## About this exercise
Write the entries below out again exactly, but skip the pictures.
══ Data provided
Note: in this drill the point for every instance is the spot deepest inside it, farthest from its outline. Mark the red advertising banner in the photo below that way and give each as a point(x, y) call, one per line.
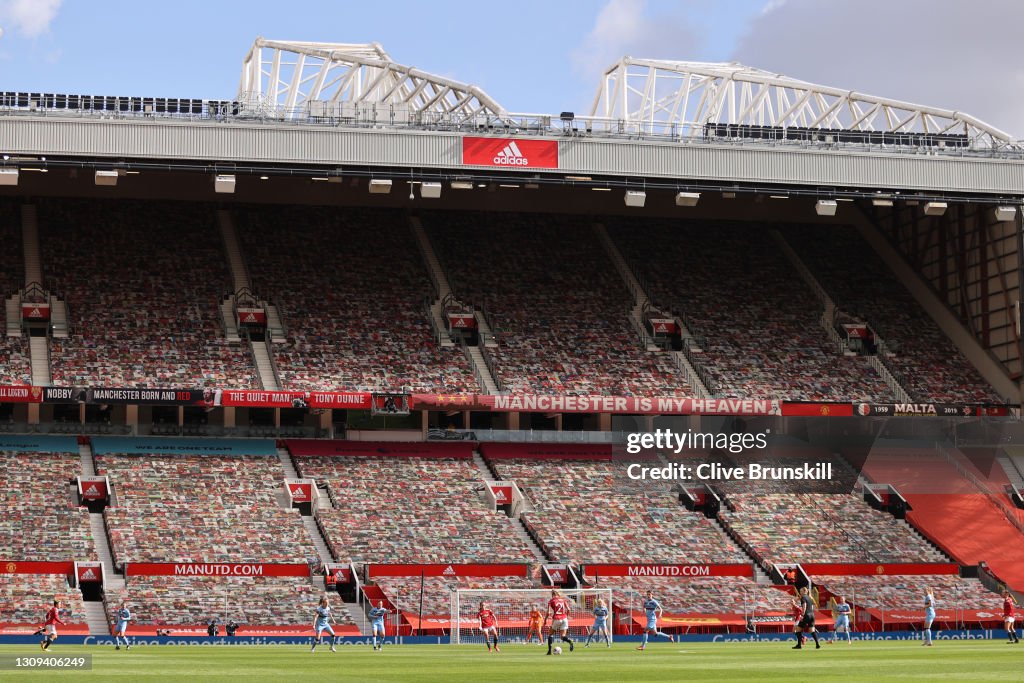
point(818, 410)
point(213, 569)
point(256, 316)
point(670, 570)
point(509, 153)
point(92, 488)
point(503, 495)
point(89, 572)
point(9, 566)
point(374, 570)
point(301, 447)
point(35, 311)
point(352, 400)
point(20, 394)
point(301, 493)
point(907, 569)
point(462, 321)
point(600, 452)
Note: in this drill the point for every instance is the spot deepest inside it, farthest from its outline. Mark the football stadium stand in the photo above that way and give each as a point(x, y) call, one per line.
point(139, 314)
point(41, 520)
point(926, 361)
point(718, 278)
point(558, 309)
point(351, 289)
point(227, 503)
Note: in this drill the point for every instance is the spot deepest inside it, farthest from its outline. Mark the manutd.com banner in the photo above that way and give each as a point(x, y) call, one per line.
point(509, 153)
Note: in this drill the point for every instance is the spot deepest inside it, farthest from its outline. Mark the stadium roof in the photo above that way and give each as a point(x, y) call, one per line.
point(679, 98)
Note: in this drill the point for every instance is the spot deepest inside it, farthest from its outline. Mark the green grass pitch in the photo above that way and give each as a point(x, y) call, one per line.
point(962, 660)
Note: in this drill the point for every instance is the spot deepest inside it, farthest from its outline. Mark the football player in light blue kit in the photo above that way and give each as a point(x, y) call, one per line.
point(653, 609)
point(600, 627)
point(929, 616)
point(322, 623)
point(842, 612)
point(124, 615)
point(377, 615)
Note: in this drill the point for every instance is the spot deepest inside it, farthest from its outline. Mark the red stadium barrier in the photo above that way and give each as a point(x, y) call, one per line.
point(312, 447)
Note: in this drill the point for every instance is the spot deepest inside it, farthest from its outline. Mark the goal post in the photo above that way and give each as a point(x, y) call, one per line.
point(512, 607)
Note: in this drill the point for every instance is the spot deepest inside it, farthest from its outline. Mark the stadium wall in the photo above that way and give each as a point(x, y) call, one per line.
point(216, 141)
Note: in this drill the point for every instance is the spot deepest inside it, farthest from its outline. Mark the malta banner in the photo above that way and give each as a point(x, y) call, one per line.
point(211, 569)
point(462, 321)
point(35, 312)
point(902, 569)
point(19, 394)
point(375, 570)
point(670, 570)
point(9, 566)
point(509, 153)
point(92, 488)
point(89, 572)
point(916, 411)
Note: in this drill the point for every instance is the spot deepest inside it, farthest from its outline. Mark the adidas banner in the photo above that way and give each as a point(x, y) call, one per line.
point(35, 312)
point(509, 153)
point(92, 488)
point(376, 570)
point(89, 572)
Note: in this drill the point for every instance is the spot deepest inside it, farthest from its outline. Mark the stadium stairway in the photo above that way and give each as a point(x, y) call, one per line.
point(30, 243)
point(640, 301)
point(828, 315)
point(39, 348)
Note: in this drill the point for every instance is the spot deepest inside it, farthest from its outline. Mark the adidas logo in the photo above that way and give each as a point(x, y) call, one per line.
point(511, 156)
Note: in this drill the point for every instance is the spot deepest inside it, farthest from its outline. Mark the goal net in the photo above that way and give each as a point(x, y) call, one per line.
point(512, 608)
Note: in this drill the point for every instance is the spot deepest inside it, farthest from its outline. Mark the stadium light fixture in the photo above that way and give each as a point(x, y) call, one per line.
point(635, 199)
point(825, 207)
point(687, 199)
point(107, 178)
point(223, 184)
point(1005, 214)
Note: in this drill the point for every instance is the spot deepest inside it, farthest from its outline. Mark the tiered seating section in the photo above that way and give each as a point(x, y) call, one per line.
point(557, 306)
point(928, 364)
point(760, 321)
point(26, 598)
point(394, 510)
point(585, 512)
point(227, 504)
point(907, 593)
point(177, 601)
point(40, 520)
point(15, 364)
point(786, 522)
point(351, 288)
point(141, 312)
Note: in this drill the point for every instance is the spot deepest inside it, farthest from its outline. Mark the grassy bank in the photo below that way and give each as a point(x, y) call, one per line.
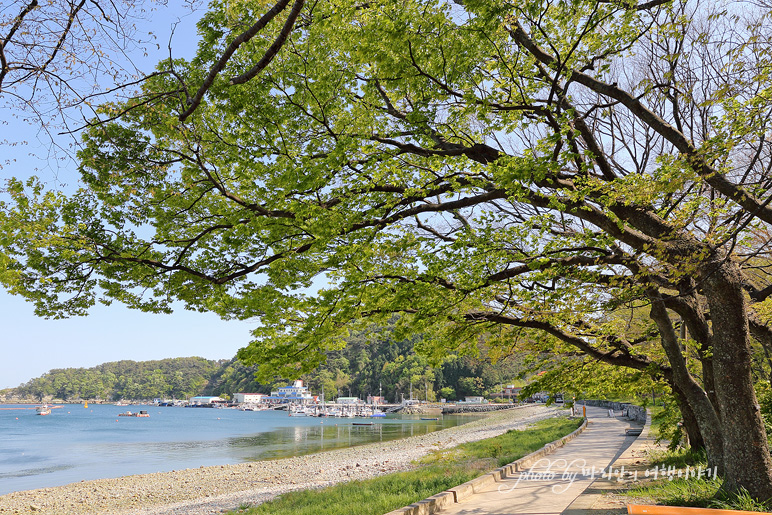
════
## Solution for this exercise
Note: in this drill the point for every instance is the spot deepest inside it, farthest from its outline. Mark the red advertising banner in the photo below that way and give each as a point(x, y) call, one per line.
point(818, 410)
point(213, 569)
point(256, 316)
point(670, 570)
point(509, 153)
point(92, 488)
point(503, 495)
point(89, 572)
point(9, 566)
point(374, 570)
point(301, 447)
point(35, 311)
point(352, 400)
point(20, 394)
point(301, 493)
point(907, 569)
point(462, 321)
point(600, 452)
Note: in this drill the point for every instance is the spot deepest inside it, farthest from its outline. Mark the football stadium stand in the photo above that way and give each as a point(x, y) call, one per line.
point(139, 314)
point(41, 520)
point(926, 361)
point(718, 278)
point(558, 309)
point(351, 289)
point(227, 503)
Note: in this drill the point for every instance is the spot deepest inside it, farthest from its outline. Mark the manutd.com banner in the photo above that way and give each as a point(x, y) call, one per line.
point(509, 153)
Note: in this drill the point for every instance is the spot deepest inside it, farthest from its outline. Mark the stadium roof in the photo above that way and give each as a point(x, y) call, one per line.
point(679, 98)
Note: in this drill the point for every instance is the spot deepest inside it, farthest from its outline. Mark the green grass pitch in the photo above that way and give each as a point(x, y) call, one per line.
point(962, 660)
Note: in this drill the point for every instance is the spot deepest inside it, farthest from its outline. Mark the football player in light blue kit in the photo above that way and give each as a point(x, y) call, one per line.
point(653, 609)
point(600, 627)
point(929, 616)
point(322, 623)
point(842, 612)
point(124, 615)
point(377, 615)
Note: in this drill the point for every instance is the spot deepest inside it, farthest from its outline. Mark the red stadium barrier in the photo above that way and give each as a point(x, y) call, one per line.
point(312, 447)
Note: in this drill the point for every instance is the spot deepest inside it, farthest from its outline. Mark the goal post in the photo above that way and give each as a point(x, y) call, one per line.
point(512, 607)
Note: in this drill the point for every instance is the spot deepest inside it, farthest from its outline. Mark the stadium wall in the photo above that way and give each as a point(x, y) call, one per line.
point(216, 141)
Note: in this drill the point for every instance is the spot deepest inside it, farthest from its outline. Mark the malta banner in the photo above that way and give each as a point(x, y) call, one per line.
point(211, 569)
point(462, 321)
point(35, 312)
point(902, 569)
point(19, 394)
point(375, 570)
point(670, 570)
point(9, 566)
point(509, 153)
point(92, 488)
point(89, 572)
point(916, 411)
Note: in this drill the point for every instance is the spot deepest inside it, farthest from its outline. Mark the adidas banner in the photo above that way and give each as a point(x, y) call, one per line.
point(35, 312)
point(509, 153)
point(92, 488)
point(376, 570)
point(89, 572)
Note: in this drill the point for every instance is the spot deepest inside it, farthest from its outline. Mark the stadium stairway in the photo above that way and give each as a point(x, y) call, one per line.
point(30, 243)
point(640, 301)
point(828, 315)
point(39, 348)
Note: in this drill the point for every instance is the spot deepest inside it, farthest from its outline. Mark the adidas logo in the photo above that way and give each as a point(x, y) call, one per line.
point(511, 156)
Note: in this drill the point for every instance is the spot deepest inside it, farthest from its outline. Mark the goal net in the photo above that way and give each as a point(x, y) call, one per line.
point(512, 608)
Note: in this drill the point for every instance is the spot deepest inside it, farthest from its outline. Mark the stadium light fixture in the photo above that way and give each as a point(x, y) call, one per line.
point(635, 199)
point(825, 207)
point(687, 199)
point(107, 178)
point(223, 184)
point(1005, 214)
Note: in this drill the point for every instance is the spot deepest inside it, farthest from its outline. Mark the tiered seating section in the photo above that way and give each as a point(x, y) call, one per line.
point(557, 306)
point(928, 364)
point(760, 321)
point(26, 598)
point(394, 510)
point(585, 512)
point(227, 504)
point(907, 593)
point(177, 601)
point(40, 520)
point(15, 364)
point(786, 522)
point(351, 288)
point(141, 312)
Note: in this drill the point for every instance is the spot deepest inside it, farthest from its outline. Mark the grassy bank in the photo below that way and give each as a point(x, y) call, one per line.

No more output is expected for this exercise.